* [Written exercise]
Give back, unchanged, each line from the one containing "Please indicate the short" through the last line of the entries below.

* [Raw records]
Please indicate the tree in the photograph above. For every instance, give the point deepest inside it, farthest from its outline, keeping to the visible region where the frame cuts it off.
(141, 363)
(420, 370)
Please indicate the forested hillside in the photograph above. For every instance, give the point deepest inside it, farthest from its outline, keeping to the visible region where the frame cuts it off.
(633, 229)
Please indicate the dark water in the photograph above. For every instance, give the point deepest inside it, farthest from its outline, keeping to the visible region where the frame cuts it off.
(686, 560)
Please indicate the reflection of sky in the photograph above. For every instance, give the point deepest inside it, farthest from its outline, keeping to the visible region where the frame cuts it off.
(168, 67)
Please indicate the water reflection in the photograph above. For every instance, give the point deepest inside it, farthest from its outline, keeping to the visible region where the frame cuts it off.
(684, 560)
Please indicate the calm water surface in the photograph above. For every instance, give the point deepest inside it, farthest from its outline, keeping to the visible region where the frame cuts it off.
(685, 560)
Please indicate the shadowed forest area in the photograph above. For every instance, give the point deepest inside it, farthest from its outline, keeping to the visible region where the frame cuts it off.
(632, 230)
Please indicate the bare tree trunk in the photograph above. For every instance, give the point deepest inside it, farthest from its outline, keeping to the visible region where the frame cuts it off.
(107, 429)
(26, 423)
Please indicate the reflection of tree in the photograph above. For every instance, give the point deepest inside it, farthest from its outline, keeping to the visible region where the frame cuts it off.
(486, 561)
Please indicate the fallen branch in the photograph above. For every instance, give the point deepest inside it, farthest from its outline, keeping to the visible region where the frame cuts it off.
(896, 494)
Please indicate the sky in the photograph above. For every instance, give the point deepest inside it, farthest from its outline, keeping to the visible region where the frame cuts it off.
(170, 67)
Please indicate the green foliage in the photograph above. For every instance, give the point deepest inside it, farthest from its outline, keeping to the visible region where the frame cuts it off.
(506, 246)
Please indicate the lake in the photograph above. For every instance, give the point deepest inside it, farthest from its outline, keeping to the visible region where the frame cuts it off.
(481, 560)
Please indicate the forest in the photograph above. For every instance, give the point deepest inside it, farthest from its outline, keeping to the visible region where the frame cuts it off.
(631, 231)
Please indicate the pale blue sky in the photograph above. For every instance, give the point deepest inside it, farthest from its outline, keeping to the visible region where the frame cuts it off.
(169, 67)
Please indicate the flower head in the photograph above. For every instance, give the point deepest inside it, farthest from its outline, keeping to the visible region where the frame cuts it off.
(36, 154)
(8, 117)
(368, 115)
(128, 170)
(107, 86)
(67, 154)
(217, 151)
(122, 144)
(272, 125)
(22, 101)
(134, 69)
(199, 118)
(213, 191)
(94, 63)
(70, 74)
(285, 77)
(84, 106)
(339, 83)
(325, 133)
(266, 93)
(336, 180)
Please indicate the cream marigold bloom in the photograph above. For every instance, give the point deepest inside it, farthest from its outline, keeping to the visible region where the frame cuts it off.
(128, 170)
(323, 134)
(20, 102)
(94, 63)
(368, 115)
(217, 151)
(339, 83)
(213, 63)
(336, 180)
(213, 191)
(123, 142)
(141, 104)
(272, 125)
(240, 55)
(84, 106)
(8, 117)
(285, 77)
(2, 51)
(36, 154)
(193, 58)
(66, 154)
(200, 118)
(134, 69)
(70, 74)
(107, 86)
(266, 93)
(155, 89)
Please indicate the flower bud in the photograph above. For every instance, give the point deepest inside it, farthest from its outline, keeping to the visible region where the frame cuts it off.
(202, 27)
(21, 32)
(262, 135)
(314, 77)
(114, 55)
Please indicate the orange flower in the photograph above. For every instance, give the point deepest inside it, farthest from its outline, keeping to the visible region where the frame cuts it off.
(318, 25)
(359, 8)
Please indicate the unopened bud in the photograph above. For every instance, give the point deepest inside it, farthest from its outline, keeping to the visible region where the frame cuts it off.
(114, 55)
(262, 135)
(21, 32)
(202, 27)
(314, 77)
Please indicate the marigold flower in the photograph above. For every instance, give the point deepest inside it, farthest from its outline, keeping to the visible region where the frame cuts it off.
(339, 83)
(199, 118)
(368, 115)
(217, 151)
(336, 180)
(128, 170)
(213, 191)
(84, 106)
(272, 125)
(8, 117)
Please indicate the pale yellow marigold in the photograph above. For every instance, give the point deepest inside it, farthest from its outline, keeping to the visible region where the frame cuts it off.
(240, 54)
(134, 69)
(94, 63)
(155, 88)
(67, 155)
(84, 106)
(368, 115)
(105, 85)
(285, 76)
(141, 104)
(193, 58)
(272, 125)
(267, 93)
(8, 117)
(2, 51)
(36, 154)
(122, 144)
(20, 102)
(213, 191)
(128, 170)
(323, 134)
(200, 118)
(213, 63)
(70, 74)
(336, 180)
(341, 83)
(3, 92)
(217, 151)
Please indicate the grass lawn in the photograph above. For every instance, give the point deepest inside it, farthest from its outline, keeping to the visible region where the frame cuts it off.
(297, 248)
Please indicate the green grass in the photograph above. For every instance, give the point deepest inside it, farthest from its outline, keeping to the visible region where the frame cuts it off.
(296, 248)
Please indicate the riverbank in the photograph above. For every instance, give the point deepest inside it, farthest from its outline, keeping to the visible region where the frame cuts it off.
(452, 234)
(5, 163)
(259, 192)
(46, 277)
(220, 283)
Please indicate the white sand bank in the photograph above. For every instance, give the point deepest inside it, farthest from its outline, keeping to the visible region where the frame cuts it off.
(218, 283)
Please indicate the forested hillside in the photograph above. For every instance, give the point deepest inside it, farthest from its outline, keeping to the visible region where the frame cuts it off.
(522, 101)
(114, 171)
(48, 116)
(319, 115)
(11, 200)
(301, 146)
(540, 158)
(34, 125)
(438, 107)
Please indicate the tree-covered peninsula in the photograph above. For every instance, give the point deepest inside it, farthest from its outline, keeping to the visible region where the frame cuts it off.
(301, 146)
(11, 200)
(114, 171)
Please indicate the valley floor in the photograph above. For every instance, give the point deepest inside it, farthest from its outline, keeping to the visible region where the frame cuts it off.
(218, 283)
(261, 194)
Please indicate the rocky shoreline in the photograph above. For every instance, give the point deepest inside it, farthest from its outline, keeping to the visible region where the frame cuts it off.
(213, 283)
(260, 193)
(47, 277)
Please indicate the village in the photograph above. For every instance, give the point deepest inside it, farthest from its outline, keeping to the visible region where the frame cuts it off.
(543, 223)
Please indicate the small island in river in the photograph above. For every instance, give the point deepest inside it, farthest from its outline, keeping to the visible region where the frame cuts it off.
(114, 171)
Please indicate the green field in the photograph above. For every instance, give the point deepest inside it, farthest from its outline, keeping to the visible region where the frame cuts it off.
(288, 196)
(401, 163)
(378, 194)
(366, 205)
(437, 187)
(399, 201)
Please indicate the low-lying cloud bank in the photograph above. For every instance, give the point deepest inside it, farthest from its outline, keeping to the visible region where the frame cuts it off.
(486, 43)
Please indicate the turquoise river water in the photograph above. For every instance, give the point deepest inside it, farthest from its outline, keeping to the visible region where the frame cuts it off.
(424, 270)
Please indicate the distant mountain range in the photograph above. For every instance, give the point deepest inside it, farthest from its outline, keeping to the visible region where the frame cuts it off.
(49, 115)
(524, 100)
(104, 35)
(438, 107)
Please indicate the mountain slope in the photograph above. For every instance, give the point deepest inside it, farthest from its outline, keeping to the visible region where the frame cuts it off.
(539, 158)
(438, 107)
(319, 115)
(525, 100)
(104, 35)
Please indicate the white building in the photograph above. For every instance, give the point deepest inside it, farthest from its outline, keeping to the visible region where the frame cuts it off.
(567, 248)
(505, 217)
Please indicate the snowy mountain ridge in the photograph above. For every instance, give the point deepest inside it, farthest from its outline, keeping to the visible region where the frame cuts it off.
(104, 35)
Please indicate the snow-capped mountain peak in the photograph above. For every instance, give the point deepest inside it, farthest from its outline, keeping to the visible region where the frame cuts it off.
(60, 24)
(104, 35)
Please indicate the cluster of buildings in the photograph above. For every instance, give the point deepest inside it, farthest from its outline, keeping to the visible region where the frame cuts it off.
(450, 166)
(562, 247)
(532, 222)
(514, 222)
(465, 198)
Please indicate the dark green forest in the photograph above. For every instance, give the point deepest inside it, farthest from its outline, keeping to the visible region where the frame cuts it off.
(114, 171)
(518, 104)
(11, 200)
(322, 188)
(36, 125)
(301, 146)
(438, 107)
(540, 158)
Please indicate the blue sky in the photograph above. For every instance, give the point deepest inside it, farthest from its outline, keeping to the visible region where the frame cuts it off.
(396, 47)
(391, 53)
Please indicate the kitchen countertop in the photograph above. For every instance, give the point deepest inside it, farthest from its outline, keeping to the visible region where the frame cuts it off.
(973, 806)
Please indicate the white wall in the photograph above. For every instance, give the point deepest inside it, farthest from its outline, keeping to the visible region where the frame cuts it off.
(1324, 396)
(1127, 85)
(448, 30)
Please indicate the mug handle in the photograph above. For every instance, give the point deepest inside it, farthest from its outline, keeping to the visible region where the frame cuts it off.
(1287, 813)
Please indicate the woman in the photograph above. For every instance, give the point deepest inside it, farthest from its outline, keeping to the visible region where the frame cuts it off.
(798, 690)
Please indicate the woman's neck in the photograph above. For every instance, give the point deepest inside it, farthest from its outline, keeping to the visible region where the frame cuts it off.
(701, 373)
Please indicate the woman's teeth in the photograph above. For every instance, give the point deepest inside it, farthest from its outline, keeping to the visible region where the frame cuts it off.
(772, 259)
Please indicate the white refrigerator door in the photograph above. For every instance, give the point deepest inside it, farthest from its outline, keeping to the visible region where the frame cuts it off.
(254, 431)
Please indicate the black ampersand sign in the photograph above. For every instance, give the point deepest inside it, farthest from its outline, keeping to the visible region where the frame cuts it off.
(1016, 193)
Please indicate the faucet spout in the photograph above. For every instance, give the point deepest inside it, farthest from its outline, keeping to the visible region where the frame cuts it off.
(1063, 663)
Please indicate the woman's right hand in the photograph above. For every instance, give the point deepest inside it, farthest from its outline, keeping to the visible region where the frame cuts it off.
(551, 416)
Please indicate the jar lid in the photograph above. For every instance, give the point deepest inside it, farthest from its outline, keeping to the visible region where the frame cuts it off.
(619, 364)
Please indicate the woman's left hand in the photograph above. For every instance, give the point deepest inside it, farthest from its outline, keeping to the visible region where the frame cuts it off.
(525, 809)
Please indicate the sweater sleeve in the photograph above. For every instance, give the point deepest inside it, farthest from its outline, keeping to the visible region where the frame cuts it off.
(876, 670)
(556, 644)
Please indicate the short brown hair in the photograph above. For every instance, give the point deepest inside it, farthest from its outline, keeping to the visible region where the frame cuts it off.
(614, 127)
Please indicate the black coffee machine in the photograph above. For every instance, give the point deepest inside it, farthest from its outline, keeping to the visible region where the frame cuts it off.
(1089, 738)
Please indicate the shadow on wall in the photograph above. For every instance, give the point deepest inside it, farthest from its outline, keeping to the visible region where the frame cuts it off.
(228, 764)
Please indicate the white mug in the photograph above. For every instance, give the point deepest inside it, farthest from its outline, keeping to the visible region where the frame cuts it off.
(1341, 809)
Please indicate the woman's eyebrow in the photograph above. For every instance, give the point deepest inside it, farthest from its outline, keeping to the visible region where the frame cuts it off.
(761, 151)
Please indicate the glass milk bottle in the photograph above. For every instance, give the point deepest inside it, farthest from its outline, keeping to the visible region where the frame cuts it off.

* [Exercise output]
Please indicate the short brown hair in the photograph above. For every instance, give the point deepest inside it, farthest from its outline, keeping to the visible region where the frame cuts it off.
(614, 127)
Please indicate the black coffee machine in the photograph above. For every instance, give the point deepest inside it, farthest from its outline, keeping to the visible region where the frame cuts it off.
(1089, 738)
Please indicate the shadow on wall in the photograph above. For every instance, give the point deepest inside it, farthest from its outline, keeping to the visible region where the frame cuts it off.
(228, 764)
Please indicate the white mug in the photograph above. For every instance, give the point deepest inside it, farthest from its outline, keeping to the visible region where the frame cuts it off.
(1341, 809)
Please indicate the woman's eyebrow in the photograph above. For every instance, give the point deepest inside it, farthest from its outline, keeping to the visible region where the frame cuts it off.
(761, 151)
Please indicate the glass milk bottle in the photograph above. For every instance, give the point deepest inside it, farthest from its outline, keeping to the visible region where the frame cuts it off.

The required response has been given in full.